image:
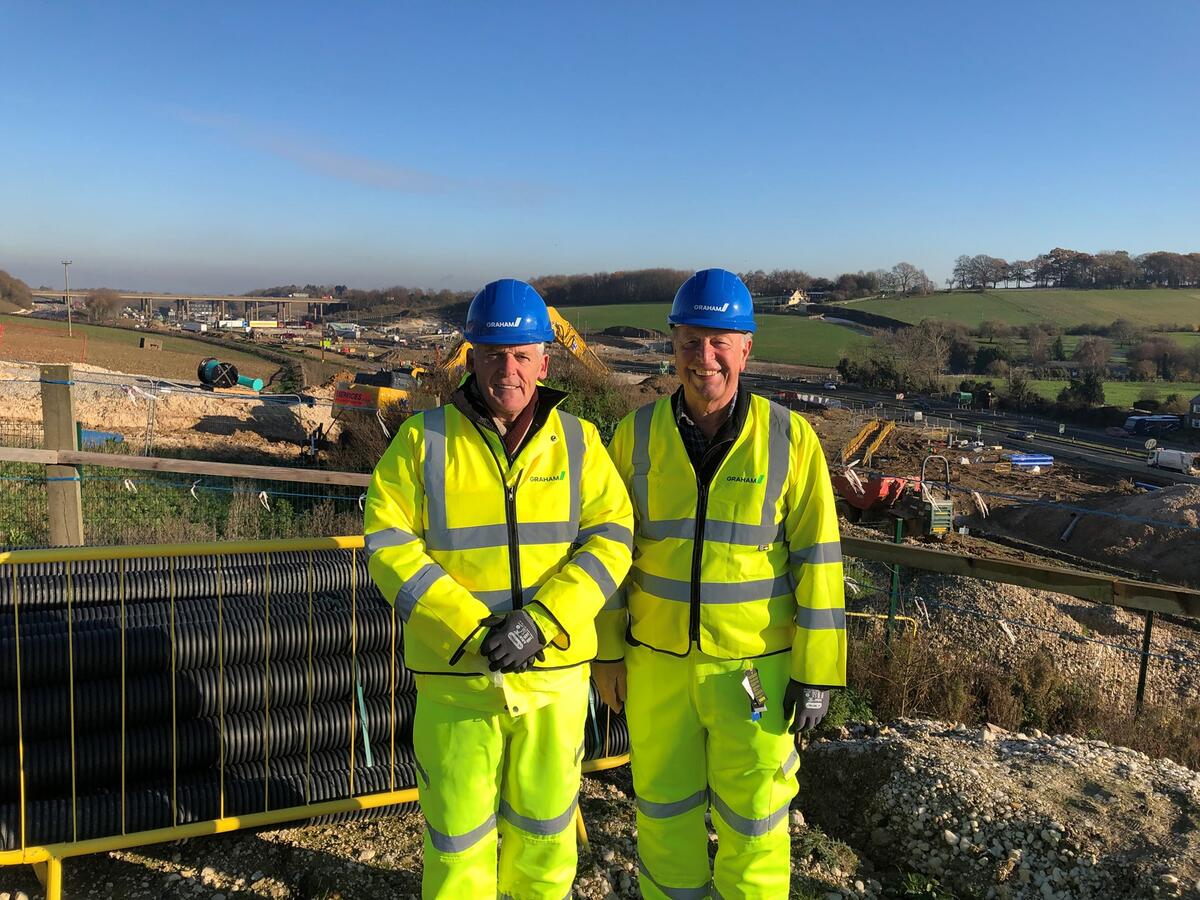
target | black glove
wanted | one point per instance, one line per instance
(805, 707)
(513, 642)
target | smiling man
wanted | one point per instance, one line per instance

* * *

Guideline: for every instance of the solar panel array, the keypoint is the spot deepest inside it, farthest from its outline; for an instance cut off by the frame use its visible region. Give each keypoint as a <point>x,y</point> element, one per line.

...

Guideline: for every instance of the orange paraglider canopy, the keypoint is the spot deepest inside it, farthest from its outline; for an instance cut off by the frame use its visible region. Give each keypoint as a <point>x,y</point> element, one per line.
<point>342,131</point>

> What is needed
The number of lines in the entries holding the word "target" is what is needed. Supply that number only.

> The answer
2